Trouble With Custom Negative Sampler for Edge Type

hockeybro12 · November 10, 2022, 9:15pm

Hello,

I’m trying to train a Link Prediction model on a Heterograph and use custom negative edges. The negative edges are only for a certain edge type. Everything else should be trained as normal.

I created a CustomNegativeSampler as such. You can see that I pass in ids_to_push which is a dict consisting of IDs of the nodes that should be negative edges. If the edge type is user_follows, this dict is indexed and one of the negative edges for this source node is chosen.

"""Negative samplers"""
from collections.abc import Mapping
from dgl import backend as F
from dgl.dataloading.negative_sampler import _BaseNegativeSampler
import torch
import random

class _BaseNegativeSamplerCustom(object):
    def _generate(self, g, eids, canonical_etype):
        raise NotImplementedError

    def __call__(self, g, eids):
        if isinstance(eids, Mapping):
            eids = {g.to_canonical_etype(k): v for k, v in eids.items()}
            neg_pair = {k: self._generate(g, v, k) for k, v in eids.items()}
        else:
            assert len(g.etypes) == 1, \
                'please specify a dict of etypes and ids for graphs with multiple edge types'
            neg_pair = self._generate(g, eids, g.canonical_etypes[0])

        return neg_pair

class Uniform_Unless_Given(_BaseNegativeSamplerCustom):
    def __init__(self, k, ids_to_push=None):
        self.k = k
        self.ids_to_push = ids_to_push

    def _generate(self, g, eids, canonical_etype):

        _, c_etype, vtype = canonical_etype
        shape = F.shape(eids)
        dtype = F.dtype(eids)
        ctx = F.context(eids)
        # we want to generate k negative examples for each positive
        shape = (shape[0] * self.k,)
        # return the source and destination ID given the edges
        src, _ = g.find_edges(eids, etype=canonical_etype)

#### [MATERIAL FOR THIS EXERCISE]

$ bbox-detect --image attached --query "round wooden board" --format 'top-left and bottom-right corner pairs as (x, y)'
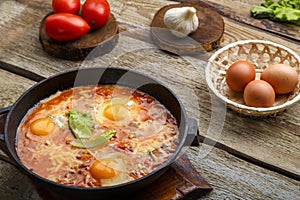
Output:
(39, 13), (118, 61)
(150, 4), (224, 55)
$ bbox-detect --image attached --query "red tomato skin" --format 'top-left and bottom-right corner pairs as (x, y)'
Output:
(81, 0), (110, 29)
(45, 13), (90, 42)
(52, 0), (80, 15)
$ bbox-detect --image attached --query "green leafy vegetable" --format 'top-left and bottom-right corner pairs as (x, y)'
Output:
(67, 110), (94, 139)
(250, 0), (300, 25)
(71, 130), (116, 148)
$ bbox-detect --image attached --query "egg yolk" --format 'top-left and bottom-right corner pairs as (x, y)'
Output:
(103, 104), (129, 121)
(30, 118), (55, 136)
(90, 159), (118, 180)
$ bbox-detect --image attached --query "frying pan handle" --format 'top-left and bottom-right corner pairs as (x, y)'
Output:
(0, 107), (11, 158)
(185, 118), (199, 146)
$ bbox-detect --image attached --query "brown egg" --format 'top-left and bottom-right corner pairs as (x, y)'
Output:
(261, 64), (298, 94)
(244, 80), (275, 107)
(225, 60), (255, 92)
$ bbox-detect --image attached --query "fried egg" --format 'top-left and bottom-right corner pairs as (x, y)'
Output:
(90, 153), (133, 186)
(96, 97), (139, 126)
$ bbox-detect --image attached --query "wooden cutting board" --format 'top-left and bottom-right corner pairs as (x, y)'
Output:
(175, 0), (300, 42)
(39, 13), (118, 61)
(0, 108), (212, 200)
(150, 3), (224, 55)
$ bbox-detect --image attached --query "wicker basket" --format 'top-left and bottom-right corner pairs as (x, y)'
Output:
(205, 40), (300, 117)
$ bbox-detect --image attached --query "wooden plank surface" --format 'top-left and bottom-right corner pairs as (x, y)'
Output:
(0, 69), (35, 108)
(0, 145), (300, 200)
(0, 0), (300, 179)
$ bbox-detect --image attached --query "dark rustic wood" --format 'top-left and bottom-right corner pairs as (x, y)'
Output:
(175, 0), (300, 42)
(150, 4), (224, 55)
(39, 13), (118, 61)
(0, 0), (300, 200)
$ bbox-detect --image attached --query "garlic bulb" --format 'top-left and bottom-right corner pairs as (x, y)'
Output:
(164, 7), (199, 37)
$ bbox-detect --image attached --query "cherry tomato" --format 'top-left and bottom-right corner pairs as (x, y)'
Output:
(52, 0), (80, 14)
(81, 0), (110, 29)
(45, 13), (90, 41)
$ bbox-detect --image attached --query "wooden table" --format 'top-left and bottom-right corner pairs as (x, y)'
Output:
(0, 0), (300, 200)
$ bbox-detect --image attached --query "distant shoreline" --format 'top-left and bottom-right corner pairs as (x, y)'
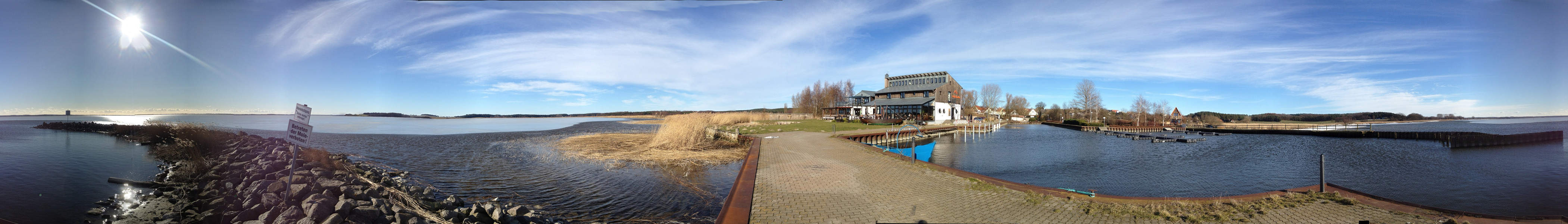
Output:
(0, 113), (654, 119)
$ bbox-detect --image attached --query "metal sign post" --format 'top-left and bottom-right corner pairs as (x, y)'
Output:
(284, 103), (315, 199)
(1317, 153), (1328, 193)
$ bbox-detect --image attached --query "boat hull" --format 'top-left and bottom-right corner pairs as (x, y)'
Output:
(861, 118), (903, 124)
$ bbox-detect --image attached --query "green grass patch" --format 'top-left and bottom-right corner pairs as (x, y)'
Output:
(964, 178), (1007, 193)
(1079, 193), (1358, 223)
(1247, 121), (1334, 124)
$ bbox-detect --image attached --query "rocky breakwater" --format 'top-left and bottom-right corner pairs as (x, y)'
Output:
(39, 125), (583, 224)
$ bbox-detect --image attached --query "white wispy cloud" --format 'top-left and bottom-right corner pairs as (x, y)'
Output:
(643, 96), (687, 110)
(260, 0), (505, 58)
(561, 99), (599, 106)
(1162, 94), (1225, 102)
(484, 81), (600, 97)
(0, 106), (292, 114)
(433, 1), (762, 14)
(1303, 77), (1522, 114)
(263, 0), (1505, 110)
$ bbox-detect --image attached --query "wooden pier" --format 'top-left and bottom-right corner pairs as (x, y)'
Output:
(842, 122), (1005, 146)
(1091, 130), (1208, 143)
(1187, 127), (1563, 147)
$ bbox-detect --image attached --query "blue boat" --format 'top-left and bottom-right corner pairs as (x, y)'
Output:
(872, 143), (936, 161)
(1057, 188), (1094, 197)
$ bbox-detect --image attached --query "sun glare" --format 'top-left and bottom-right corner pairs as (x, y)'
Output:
(119, 16), (141, 36)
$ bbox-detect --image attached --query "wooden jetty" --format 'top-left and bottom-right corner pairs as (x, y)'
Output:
(1187, 127), (1563, 147)
(1091, 130), (1206, 143)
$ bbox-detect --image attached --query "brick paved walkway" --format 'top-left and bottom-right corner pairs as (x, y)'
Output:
(751, 131), (1438, 224)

#### [TO DO]
(A) Please update the records from their start through the line containing "(0, 0), (300, 179)", both ends included, changing "wicker basket" to "woven basket" and leaving everything else unchanged. Return only those lines, without the pictures.
(B) Extend the forum post about the custom negative sampler for a heterograph edge type, starting after its last line.

#### [RESULTS OF THE EXERCISE]
(A)
$ bbox-detect --image attached --query "round wooden board" --format 'top-left and bottom-right corner pairs as (x, y)'
Output:
(39, 13), (118, 61)
(150, 4), (224, 55)
$ bbox-detect --image attached --query "red tomato skin" --format 'top-left and bottom-right corner pairs as (x, y)'
Output:
(81, 0), (110, 29)
(45, 13), (90, 42)
(52, 0), (80, 15)
$ bbox-detect --image attached --query "green leafy vegetable" --format 'top-left and bottom-right corner pairs as (x, y)'
Output:
(67, 110), (94, 139)
(250, 0), (300, 25)
(71, 130), (116, 148)
$ bbox-detect --image attached --query "egg yolk" --format 'top-left and bottom-right corner pairs as (x, y)'
Output:
(103, 104), (129, 121)
(30, 118), (55, 136)
(90, 159), (118, 180)
$ bbox-detect --image attached --query "frying pan handle" --format 'top-left and bottom-right corner pairs as (x, y)'
Output:
(0, 107), (11, 158)
(185, 118), (199, 146)
$ bbox-detect --image attached --query "brown egg" --format 'top-left and bottom-right corner pairs as (x, y)'
Output:
(261, 64), (298, 94)
(244, 80), (275, 107)
(225, 60), (255, 92)
$ bbox-detect --image attached --query "fried egg" --format 'top-left and bottom-right corner pairs as (x, y)'
Output:
(90, 153), (133, 186)
(96, 97), (139, 126)
$ bbox-detect --image attached --query "wooden cutting board" --format 'top-left and bottom-right corner pairs as (x, y)'
Output:
(175, 0), (300, 42)
(39, 13), (118, 61)
(0, 108), (212, 200)
(150, 3), (224, 55)
$ bbox-detect --image attached --query "woven basket" --format 'top-left and bottom-right corner pairs as (x, y)'
Output:
(205, 40), (300, 117)
$ bbox-detect --image attached --query "wooden plank surface" --format 'top-left and bottom-right corner pairs as (x, y)'
Output:
(0, 69), (35, 108)
(0, 145), (300, 200)
(0, 0), (300, 179)

(B)
        # repeat it to get k of it
        src = F.repeat(src, self.k, 0)
        dst_placeholder = F.randint(shape, dtype, ctx, 0, g.number_of_nodes(vtype))
        output_tensor = []
        for src_value, dst_value in zip(src, dst_placeholder):
            src_value = src_value.data.item()
            dst_value = dst_value.data.item()
            if self.ids_to_push is not None and src_value in self.ids_to_push and c_etype == 'user_follows':
                # choose one of the ids at random
                output_tensor.append(random.choice(self.ids_to_push[src_value]))
            else:
                output_tensor.append(dst_value)
        dst = torch.LongTensor(output_tensor)

        return src, dst

I then train this model for link prediction in the normal way as discussed in the docs:

negative_sampler_to_use = Uniform_Unless_Given(5, negative_samples)
train_eid_dict = {canonical_etype: torch.arange(g.num_edges(canonical_etype[1]), dtype=torch.int64) for canonical_etype in g.canonical_etypes}
dataloader_lp_for_communities = dgl.dataloading.EdgeDataLoader(overall_graph._g[0], train_eid_dict, sampler, negative_sampler=negative_sampler_to_use, batch_size=args.batch_size, shuffle=True, drop_last=False, pin_memory=True, num_workers=args.num_workers)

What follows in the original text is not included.